Exercise objective: Reproduce exactly the lines below, from the first through the one containing "box: [1083, 600, 1244, 717]", and nothing more.

Segment Start: Source material

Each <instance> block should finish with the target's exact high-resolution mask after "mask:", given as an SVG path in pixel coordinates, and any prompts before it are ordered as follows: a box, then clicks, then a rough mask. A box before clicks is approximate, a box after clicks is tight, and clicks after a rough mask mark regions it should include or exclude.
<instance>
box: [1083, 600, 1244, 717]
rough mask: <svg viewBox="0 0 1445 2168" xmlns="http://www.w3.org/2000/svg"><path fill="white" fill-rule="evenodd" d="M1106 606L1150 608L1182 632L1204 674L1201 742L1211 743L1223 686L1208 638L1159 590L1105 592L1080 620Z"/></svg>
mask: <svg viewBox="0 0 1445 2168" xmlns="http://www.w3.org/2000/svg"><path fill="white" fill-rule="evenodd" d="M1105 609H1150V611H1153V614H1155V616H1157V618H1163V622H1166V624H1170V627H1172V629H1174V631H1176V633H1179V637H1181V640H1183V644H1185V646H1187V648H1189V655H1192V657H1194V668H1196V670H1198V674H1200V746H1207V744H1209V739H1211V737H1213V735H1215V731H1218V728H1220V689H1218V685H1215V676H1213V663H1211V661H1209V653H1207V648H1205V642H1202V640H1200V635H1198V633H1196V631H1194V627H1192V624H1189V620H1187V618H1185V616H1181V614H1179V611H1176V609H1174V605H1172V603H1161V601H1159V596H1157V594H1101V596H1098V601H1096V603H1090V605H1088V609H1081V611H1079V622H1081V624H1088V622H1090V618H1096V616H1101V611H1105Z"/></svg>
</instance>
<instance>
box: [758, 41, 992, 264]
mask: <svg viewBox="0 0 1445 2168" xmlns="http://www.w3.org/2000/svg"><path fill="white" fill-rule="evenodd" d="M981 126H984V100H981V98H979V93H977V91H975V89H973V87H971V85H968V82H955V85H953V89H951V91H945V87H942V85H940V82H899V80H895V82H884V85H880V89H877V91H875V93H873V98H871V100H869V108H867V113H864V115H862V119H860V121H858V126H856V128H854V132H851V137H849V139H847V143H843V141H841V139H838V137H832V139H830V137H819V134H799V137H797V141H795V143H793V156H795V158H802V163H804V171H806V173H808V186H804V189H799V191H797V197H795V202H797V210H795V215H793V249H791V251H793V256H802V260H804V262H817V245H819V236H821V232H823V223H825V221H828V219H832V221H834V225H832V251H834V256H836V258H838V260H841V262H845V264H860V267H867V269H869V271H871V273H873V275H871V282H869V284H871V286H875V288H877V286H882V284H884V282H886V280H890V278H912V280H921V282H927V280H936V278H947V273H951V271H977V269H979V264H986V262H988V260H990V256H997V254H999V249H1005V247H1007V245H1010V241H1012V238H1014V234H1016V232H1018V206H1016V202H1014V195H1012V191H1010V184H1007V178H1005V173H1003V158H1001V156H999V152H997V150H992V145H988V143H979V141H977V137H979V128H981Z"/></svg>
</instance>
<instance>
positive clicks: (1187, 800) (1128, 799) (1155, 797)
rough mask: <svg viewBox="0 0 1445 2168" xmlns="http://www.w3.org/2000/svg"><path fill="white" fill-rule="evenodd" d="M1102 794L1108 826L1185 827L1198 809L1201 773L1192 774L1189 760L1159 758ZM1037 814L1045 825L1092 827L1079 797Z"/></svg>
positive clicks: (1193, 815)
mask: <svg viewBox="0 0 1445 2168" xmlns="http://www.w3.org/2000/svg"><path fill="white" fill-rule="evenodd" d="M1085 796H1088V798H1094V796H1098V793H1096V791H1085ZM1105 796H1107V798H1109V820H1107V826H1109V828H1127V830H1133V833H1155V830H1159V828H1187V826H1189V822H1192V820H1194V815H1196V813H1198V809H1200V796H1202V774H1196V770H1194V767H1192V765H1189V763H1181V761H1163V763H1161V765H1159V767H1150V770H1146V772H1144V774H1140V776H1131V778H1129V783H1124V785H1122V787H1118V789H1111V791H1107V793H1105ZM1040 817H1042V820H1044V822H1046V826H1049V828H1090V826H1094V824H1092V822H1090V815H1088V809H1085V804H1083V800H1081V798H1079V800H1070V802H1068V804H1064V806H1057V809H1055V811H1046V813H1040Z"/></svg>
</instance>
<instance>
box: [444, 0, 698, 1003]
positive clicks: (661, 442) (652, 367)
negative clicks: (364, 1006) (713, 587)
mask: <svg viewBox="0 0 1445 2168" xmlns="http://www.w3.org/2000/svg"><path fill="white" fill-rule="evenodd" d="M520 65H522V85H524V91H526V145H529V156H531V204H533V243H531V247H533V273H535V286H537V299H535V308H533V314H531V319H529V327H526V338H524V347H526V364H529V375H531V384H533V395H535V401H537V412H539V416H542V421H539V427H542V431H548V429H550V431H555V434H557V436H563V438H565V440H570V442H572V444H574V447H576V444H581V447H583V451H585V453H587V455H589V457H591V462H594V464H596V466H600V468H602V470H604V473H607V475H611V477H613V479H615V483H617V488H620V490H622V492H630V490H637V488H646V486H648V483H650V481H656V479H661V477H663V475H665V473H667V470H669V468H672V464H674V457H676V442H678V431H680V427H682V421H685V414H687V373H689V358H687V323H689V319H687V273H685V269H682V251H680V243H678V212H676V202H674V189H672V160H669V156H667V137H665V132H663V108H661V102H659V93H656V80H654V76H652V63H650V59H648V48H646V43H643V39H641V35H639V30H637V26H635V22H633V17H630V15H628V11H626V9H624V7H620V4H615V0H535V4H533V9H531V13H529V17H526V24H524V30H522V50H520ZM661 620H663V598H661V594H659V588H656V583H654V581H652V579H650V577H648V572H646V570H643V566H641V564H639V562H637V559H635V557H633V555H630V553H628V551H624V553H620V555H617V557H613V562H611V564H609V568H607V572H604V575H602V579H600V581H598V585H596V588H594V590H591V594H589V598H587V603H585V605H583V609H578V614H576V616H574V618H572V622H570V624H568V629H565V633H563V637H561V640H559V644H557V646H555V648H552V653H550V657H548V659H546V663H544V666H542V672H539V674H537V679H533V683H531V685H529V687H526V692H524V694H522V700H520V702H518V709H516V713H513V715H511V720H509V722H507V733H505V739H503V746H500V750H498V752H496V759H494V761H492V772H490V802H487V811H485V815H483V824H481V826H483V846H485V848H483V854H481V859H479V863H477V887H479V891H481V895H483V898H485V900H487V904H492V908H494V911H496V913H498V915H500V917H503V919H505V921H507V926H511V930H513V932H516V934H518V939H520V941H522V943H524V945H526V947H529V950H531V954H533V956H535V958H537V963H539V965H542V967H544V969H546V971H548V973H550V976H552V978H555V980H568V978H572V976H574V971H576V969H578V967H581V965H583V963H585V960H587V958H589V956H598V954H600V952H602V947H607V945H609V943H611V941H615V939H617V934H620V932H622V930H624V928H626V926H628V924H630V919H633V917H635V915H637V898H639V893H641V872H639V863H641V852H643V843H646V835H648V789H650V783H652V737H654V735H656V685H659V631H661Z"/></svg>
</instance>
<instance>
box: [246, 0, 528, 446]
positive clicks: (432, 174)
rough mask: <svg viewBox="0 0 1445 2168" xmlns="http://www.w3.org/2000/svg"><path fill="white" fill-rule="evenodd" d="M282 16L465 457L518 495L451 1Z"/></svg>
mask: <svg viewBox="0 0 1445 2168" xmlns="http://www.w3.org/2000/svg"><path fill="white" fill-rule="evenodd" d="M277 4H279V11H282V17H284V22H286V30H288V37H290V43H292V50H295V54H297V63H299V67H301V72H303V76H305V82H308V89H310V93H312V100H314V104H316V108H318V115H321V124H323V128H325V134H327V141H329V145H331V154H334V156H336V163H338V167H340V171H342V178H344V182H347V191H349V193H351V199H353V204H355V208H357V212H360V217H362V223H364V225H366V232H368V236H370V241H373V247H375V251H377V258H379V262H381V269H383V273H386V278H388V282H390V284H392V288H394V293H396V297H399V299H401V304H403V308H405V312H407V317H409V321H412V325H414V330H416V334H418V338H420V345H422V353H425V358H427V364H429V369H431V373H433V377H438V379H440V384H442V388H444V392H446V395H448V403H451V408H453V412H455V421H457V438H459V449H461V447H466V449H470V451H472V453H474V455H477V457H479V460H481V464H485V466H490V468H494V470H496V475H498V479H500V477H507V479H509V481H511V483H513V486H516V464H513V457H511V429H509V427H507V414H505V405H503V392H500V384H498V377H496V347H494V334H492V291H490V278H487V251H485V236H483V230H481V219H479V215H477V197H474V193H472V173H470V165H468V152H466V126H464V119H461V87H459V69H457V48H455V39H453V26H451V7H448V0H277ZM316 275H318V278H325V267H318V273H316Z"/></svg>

Segment End: Source material

Answer to the exercise:
Each <instance> block should finish with the target's exact high-resolution mask after "mask:", given as an SVG path in pixel coordinates, and any prompts before it are ordered as follows: a box, then clicks, then a rough mask. A box before clicks is approximate, a box after clicks is tight, and clicks after a rough mask mark regions it should include or exclude.
<instance>
box: [1083, 600, 1244, 717]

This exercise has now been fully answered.